Continue the commentary on Xi Jinping's hold on power, given below, from the point where it stops.

Selected extract =
-------

Daily Mail

Let Putin be our lesson: Xi is the tyrant of the East

- COMMENTARY by Mark Almond Mark Almond is Director of the Crisis Research Institute, Oxford

THe significan­ce of Xi Jinping’s ‘re-election’ to another five years as leader of China’s ruling Communist Party can be measured by the calibre of those who rushed to congratula­te him.

Step forward, Vladimir Putin, the Russian president who has been in power since 2000, and North Korea’s hereditary Communist ruler, Kim Jong-un.

Washington, London and the rest of the West have remained silent. But we shouldn’t let our own political and economic crisis blind us to what is happening on the other side of the world. President Xi’s cementing of his absolute power over China has global implicatio­ns.

He is the most dominant Communist leader of China since Mao. But unlike the verbose and flamboyant Mao, Xi is a coldly quiet dictator. He shares characteri­stics with another tyrant, Stalin; he is a control-freak rather than a demagogue stirring up crowds.

And, like Putin in Ukraine, he is prepared to risk conflict with the West. Taiwan is in his sights. Wrenching that island democracy back under Beijing’s rule is his proclaimed goal. Any Chinese invasion would spark a crisis with Taiwan’s friends, America and Japan, probably Britain too.

-------

Data records =
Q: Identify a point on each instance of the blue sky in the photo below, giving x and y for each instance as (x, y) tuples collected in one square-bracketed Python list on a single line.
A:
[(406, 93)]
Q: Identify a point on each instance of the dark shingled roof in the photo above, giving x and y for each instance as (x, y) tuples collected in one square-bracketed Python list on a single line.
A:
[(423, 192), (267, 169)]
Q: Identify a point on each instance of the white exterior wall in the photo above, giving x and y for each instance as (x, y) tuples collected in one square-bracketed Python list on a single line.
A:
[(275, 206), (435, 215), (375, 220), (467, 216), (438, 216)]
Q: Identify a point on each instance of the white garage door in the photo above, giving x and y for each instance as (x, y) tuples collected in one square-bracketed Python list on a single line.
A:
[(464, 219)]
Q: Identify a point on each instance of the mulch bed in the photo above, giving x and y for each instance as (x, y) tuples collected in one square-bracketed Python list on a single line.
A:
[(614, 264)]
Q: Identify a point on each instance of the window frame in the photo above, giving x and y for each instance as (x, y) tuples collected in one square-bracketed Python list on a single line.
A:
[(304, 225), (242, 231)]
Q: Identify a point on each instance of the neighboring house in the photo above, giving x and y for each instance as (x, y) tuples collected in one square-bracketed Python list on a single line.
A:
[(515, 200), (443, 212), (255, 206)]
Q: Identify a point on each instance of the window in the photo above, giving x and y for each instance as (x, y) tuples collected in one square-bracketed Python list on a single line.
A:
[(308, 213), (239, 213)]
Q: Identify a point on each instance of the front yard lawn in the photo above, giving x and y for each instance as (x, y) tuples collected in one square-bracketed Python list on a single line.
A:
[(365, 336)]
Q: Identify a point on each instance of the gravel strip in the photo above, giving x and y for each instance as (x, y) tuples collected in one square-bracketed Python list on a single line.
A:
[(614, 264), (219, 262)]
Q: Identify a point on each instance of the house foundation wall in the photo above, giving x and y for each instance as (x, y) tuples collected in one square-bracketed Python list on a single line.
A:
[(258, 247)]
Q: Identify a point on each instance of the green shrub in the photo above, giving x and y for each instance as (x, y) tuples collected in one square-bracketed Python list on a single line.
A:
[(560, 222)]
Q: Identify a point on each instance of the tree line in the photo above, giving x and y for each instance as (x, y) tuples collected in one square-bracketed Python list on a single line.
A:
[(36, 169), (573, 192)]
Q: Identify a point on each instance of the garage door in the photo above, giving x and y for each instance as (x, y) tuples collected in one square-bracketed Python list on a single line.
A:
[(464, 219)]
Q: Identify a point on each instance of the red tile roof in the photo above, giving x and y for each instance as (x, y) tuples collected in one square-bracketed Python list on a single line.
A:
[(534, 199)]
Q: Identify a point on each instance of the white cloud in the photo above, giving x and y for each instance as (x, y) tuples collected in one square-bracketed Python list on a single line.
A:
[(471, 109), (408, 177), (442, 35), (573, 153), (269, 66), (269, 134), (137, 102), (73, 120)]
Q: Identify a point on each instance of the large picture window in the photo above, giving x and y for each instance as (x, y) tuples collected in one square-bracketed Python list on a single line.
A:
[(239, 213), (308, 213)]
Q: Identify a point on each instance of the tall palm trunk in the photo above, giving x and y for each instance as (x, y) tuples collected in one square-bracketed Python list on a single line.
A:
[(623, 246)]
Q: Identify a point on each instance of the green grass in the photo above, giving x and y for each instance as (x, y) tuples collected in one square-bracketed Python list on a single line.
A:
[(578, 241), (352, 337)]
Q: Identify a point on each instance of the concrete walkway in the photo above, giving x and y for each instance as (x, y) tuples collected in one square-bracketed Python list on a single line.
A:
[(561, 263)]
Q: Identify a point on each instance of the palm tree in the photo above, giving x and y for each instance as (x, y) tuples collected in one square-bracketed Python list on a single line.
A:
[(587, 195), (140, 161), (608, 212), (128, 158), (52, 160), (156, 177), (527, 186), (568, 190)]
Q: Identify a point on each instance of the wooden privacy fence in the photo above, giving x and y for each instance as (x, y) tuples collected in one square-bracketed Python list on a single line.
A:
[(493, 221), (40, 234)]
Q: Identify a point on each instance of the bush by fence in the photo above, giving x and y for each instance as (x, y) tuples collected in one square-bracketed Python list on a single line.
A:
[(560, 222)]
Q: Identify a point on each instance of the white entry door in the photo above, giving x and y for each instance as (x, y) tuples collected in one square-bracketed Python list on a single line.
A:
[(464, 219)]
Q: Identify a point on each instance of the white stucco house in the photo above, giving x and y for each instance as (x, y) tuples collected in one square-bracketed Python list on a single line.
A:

-------

Exercise result =
Growing Western support for Taiwan could persuade Xi to strike sooner rather than later – he’s an old man in a hurry and determined to leave a lasting legacy of Chinese supremacy. Xi’s obsession with achieving Zero Covid no doubt saved many Chinese lives but it condemned umpteen millions to home imprisonme­nt for months on end, often hungry and despairing, in repeated draconian lockdowns. It also precipitat­ed China’s economic slowdown that has – and continues to – weaken world trade.

INSTEAD of joining the rest of the world in trying to escape the grip of Covid, Xi seems to see the global economic crisis resulting from Russia’s invasion of Ukraine as an opportunit­y for China to throw

its weight around. A war over Taiwan would further disrupt, even shatter global supply chains. It is indicative of Xi’s mindset that he has made the Communist Party boss of Shanghai his second in command – a man who has been blamed for crippling China’s export capital with repeated lockdowns.

Li Qiang is an ultra-loyalist, an attribute prized more highly than competence, and he joins a team of seven members of the Politburo Standing Committee – including Xi – handpicked for their service to their leader’s mania for domination. It can only get worse.

On Saturday, the regimented delegates in the Great Hall of the People sat like robots applauding dutifully and remaining utterly impassive even when their previous leader, Hu Jintao, 79, was suddenly hustled from the front row.

The official line is that he was ill, but his attempt to speak to Xi as he passed the president’s chair – he was waved away – was noteworthy. Two of Hu’s proteges had just been sacked by Xi.